# [실습용 레코드]

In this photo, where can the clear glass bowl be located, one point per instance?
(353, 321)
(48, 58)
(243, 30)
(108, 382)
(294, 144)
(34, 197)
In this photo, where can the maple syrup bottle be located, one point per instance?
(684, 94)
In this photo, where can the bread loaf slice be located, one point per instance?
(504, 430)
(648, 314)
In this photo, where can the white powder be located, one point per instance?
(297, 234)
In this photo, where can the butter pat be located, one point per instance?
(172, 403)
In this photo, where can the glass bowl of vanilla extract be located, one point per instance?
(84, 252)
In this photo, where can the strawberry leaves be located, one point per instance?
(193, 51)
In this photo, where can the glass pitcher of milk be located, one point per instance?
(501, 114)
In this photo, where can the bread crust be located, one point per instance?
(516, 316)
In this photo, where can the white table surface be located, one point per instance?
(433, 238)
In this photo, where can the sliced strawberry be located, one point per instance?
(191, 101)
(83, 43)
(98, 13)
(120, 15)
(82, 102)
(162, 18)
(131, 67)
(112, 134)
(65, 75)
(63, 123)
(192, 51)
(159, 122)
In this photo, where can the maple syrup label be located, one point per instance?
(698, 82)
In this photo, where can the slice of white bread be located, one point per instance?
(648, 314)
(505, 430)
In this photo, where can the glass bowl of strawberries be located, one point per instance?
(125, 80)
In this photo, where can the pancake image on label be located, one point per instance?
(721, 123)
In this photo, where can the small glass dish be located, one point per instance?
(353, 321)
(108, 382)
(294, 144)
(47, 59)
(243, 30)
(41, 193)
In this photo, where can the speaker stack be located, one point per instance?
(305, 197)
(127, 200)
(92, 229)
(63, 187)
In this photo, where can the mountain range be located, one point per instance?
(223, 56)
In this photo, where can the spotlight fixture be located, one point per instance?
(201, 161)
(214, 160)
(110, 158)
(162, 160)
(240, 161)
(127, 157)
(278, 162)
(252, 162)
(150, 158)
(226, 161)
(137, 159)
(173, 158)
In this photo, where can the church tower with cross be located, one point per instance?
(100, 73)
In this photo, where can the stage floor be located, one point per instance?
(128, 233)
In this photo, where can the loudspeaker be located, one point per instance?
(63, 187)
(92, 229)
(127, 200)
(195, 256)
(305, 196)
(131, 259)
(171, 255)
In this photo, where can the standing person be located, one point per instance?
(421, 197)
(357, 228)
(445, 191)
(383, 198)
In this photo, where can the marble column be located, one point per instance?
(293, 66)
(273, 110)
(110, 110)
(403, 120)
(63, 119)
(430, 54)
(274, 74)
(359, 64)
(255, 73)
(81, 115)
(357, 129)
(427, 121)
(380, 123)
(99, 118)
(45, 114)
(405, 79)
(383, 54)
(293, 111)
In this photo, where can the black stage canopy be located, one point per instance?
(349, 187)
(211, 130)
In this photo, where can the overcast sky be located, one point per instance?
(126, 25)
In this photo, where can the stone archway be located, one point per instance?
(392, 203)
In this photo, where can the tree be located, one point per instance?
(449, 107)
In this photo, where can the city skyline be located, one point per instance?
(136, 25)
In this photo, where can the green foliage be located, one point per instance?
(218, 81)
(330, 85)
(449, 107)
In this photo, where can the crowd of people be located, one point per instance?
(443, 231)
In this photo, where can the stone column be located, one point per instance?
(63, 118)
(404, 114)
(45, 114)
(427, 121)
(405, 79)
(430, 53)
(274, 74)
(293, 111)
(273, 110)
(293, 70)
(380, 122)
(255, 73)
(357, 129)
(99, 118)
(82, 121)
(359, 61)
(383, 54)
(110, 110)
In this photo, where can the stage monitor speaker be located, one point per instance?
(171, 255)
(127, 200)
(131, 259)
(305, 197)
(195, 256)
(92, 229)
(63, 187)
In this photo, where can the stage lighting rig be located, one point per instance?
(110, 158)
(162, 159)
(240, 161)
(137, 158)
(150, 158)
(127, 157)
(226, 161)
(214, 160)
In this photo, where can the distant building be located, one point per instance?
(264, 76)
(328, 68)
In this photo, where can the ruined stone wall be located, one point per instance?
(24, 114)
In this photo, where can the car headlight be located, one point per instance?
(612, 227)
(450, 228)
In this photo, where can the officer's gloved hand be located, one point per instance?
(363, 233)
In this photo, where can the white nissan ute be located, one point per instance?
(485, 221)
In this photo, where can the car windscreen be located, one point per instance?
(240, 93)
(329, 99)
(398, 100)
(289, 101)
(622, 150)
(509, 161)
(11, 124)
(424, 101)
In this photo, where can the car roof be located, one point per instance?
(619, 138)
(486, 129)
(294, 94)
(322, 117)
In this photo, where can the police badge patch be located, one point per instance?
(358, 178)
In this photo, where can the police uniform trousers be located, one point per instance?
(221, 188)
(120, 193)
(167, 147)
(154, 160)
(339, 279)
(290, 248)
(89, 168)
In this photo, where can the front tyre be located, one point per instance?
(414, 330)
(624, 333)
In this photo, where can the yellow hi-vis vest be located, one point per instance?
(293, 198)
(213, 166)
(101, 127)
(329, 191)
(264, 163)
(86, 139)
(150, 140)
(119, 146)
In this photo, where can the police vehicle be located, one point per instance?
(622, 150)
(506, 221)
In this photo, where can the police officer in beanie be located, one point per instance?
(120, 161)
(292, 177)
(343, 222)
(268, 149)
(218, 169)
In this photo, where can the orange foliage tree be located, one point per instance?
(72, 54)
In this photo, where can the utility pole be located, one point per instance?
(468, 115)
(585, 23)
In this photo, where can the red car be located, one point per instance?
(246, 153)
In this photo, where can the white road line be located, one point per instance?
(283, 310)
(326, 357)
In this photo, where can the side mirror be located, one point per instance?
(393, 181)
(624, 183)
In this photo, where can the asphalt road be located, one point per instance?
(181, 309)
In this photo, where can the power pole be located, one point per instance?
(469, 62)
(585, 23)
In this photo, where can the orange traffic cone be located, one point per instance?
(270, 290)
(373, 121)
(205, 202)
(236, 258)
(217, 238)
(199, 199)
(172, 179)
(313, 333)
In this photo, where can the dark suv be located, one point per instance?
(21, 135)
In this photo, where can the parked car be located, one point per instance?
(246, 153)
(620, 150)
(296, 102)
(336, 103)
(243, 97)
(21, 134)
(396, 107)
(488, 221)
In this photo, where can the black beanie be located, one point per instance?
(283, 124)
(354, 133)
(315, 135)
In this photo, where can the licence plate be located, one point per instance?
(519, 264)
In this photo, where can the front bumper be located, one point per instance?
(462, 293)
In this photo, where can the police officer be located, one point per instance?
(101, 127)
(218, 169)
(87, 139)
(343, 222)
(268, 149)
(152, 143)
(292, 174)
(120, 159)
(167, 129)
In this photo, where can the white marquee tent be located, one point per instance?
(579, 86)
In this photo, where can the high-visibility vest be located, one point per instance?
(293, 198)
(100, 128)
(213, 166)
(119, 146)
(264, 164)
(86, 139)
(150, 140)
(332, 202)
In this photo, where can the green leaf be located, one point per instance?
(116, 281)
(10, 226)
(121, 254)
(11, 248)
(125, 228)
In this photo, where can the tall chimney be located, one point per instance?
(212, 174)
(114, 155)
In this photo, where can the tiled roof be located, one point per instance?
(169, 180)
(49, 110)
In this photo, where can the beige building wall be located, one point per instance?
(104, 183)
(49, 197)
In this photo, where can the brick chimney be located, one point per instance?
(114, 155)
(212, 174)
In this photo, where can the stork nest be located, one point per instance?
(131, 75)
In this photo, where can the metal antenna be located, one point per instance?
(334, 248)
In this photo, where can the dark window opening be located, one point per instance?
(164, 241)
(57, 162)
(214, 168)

# [수행할 작업]
"In this photo, where can the metal"이 들어 있는 줄에서 시작하여 레코드의 마지막 줄까지 양 끝을 포함해 다시 쓰되, "metal antenna"만 "steel antenna"로 바꾸고 나머지는 그대로 두십시오.

# [작업 결과]
In this photo, where can the steel antenna be located, one point per instance?
(334, 248)
In this photo, where can the dark window opening be located, one point per instance?
(164, 241)
(57, 162)
(214, 168)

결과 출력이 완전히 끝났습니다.